━━━ 抜粋本文

3)子供の頃の体験について、父親について

 

厳格な神学者を父に、信心深い家庭に育ったシュリンク。その家庭と、父親が、彼の生涯に与えた影響について語られる。

 

記者:

既に子供の頃から書くことを始めたことは、純粋な想像、気晴らし、孤独からなのでしょうか。

 

シュリンク:

多分「憧れ」からでしょう。別の、もうひとつの生活への憧れ。時間旅行に対する憧れでしょう。歴史と物語はいつも私を楽しませてくれました。それがあれば孤独にはなりませんでした。書くことを純粋に「友人」と考えていましたから。

 

記者:

子供時代を「幸福だった」と述べておられます。しかし「幸福」という概念は、五歳から十五歳の子供として自分の存在を語るのに適当な言葉でしょうか。

 

シュリンク:

もちろんあまり適当ではありません。私の意味したのは大家族のことです。三人の兄弟、朝食、昼食、夕食の時に食卓で交わされる活発な会話、そんな点を私は好きでした。また学生時代、ひとつひとつをとれば悔いの残る経験も、楽しい思い出として持っています。多くにおいて、妨害されるよりは奨励されることが多かったという印象があります。

 

記者:

もっと小さいときもそうだったのですか。

 

シュリンク:

子供時代に既に難しいと感じ、今振り返ってみても諸問題の根源であると思われること、それは私の両親の家では、内的な人間性が厳しく受け取られていたことです。義務を果たし、良い成績で学校を出ても、何もしたことになりません。意図的に、いつも一番いいものを与えるということが正しい態度として認められていました。そしてそれを私は絶えがたい陵辱として受け止め、それを軽く受け止められなかったし、そこから逃げたり、逃げようと計画したりしていました。

 

記者:

あなたは「子供らしい」子供でしたか、それとも「子供らしくない」子供でしたか。つまり、明るく、活発な、遊び好きな、好奇心の強い子供でしたか。それとも、まじめな、早熟な、我が道を行くような子供でしたか。

 

シュリンク:

明るく、活発で、元気な、しかし同時に早熟な子供だったと思います。大人にとっていつも打撃となるような会話に影響を受けていました。だからいつも自分がそうであり、自分が思っているより、少し利口に見えるように振舞っていきました。父は神学者で、毎晩聖書の話をするなど、きわめて新教的な家庭でした。食事の後、家族全員が輪になって順番に聖書を一説づつ読んでいきます。一章が終わったら、父がそれについて話をしました。

━━━━━━
━━━ 提示された記録

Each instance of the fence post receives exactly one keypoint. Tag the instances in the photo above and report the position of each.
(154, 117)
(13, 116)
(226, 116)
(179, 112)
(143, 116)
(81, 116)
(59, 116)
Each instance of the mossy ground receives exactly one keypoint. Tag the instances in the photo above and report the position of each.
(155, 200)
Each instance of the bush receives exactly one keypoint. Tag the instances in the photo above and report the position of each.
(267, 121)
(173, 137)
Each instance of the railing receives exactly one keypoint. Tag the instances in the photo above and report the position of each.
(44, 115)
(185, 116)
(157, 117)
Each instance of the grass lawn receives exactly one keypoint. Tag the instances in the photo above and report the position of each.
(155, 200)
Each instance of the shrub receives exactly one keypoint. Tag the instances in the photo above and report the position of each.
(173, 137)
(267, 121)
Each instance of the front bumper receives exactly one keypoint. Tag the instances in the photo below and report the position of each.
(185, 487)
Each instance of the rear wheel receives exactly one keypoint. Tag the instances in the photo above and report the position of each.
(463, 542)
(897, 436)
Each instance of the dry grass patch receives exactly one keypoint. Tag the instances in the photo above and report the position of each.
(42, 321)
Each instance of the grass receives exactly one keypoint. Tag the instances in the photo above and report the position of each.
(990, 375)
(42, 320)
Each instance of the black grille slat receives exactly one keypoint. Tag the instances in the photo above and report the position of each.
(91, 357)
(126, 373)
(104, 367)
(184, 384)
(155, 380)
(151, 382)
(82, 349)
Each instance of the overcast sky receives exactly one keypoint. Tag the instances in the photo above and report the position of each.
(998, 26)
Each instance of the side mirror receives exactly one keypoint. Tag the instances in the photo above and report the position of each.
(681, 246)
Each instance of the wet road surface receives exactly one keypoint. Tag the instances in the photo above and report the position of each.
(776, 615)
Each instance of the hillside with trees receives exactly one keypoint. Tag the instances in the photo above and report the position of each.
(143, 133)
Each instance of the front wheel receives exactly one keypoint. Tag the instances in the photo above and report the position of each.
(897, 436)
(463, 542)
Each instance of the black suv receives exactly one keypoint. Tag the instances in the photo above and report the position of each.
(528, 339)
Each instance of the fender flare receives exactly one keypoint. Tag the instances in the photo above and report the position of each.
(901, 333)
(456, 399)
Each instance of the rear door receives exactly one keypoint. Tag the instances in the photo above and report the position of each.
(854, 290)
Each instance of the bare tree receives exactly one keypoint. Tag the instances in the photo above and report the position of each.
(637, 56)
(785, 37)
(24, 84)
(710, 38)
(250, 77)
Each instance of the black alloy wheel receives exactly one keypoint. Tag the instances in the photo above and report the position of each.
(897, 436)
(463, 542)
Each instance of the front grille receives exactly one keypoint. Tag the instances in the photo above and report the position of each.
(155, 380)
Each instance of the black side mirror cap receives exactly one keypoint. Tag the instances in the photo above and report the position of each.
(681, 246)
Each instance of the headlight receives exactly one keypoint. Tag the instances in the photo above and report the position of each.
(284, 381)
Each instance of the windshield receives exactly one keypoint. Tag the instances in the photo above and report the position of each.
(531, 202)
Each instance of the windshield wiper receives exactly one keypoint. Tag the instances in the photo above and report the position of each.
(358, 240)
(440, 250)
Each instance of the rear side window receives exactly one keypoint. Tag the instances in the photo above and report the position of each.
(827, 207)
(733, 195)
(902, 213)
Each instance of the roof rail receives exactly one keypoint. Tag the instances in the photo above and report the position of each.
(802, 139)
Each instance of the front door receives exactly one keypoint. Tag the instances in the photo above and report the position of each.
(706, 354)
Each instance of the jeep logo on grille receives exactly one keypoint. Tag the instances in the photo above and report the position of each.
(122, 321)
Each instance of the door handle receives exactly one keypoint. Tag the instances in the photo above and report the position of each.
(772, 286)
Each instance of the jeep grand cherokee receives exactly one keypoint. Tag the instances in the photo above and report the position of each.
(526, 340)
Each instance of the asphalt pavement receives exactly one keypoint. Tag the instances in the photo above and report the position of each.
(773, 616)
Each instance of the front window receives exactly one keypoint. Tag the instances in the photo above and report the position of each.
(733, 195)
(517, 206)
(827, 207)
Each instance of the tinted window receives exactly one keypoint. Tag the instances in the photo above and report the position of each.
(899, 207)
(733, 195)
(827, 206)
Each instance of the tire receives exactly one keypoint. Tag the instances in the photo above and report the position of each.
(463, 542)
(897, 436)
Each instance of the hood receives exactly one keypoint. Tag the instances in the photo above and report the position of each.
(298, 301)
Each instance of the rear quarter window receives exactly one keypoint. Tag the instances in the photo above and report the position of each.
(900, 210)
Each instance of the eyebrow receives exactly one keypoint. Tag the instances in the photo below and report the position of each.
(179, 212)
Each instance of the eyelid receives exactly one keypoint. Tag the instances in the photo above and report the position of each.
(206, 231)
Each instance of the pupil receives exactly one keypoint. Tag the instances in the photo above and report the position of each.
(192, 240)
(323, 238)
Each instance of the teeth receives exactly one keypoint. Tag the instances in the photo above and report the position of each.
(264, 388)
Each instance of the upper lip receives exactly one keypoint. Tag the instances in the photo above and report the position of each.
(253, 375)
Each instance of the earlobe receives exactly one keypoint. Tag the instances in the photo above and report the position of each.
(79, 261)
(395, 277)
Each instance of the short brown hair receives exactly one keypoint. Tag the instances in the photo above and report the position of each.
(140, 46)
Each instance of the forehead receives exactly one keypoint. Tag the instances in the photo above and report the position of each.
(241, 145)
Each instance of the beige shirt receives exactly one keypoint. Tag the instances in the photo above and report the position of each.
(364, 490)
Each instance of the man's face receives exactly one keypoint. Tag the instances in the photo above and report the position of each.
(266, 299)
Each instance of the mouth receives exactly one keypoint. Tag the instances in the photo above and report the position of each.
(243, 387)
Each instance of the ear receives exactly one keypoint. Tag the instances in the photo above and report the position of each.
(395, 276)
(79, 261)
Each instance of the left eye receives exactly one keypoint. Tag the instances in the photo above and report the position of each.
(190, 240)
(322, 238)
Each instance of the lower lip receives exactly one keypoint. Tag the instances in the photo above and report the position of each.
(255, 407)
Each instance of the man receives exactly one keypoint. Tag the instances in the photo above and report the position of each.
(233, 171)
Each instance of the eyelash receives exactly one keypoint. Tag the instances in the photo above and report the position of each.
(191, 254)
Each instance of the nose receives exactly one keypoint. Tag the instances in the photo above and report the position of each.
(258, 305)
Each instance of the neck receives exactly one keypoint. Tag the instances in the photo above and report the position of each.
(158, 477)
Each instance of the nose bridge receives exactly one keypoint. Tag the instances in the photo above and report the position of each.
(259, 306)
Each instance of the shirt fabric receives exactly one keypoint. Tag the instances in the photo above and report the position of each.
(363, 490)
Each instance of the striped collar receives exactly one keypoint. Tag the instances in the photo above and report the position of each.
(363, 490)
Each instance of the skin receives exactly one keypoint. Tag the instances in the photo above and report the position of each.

━━━━━━

*練習問題*.
[a] シュリンクの子供時代についてのインタビューのうち、「もちろんあまり適当ではありま」で始まり「かったという印象があります。」で終わる部分を、「大家族」を「大所帯」に置き換えて書き直してください。
[b] シュリンクの子供時代と父親についてのインタビューを、最後の文に続けて書き継いでください。

*各問の解答*.
[a]
もちろんあまり適当ではありません。私の意味したのは大所帯のことです。三人の兄弟、朝食、昼食、夕食の時に食卓で交わされる活発な会話、そんな点を私は好きでした。また学生時代、ひとつひとつをとれば悔いの残る経験も、楽しい思い出として持っています。多くにおいて、妨害されるよりは奨励されることが多かったという印象があります。

[b]
記者:

今日、自分自身を見つめたときに、お父さんが目に浮かびますか。

 

どうでしょうね。父との関係はかなり独特なのです。私と父との関係は特に信頼に満ちたものでもなく、本当に機会を逸するほど近いものでもありません。兄弟たちは「おまえお父さんに似ている。」と時々言います。大学のセミナーで学生を前に座っていて、父もまったく同じようだったと思う状況もあります。多くのことにおいて私と父が歩み寄ることにそれほど困難を感じていたがゆえに、私と父がそれほど似ているということになります。体系的な教義的な考えの多くは父から学びました。父と同じくバッハと海が大好きですし。父と二人海岸を散歩できなくて、いや海辺に一緒に座っているだけでもよかったのですが、そんな機会がなくて残念です。

 

記者:

振り返ってみて、子供時代の終わり、大人の始まりと言える時点や事件がありましたか。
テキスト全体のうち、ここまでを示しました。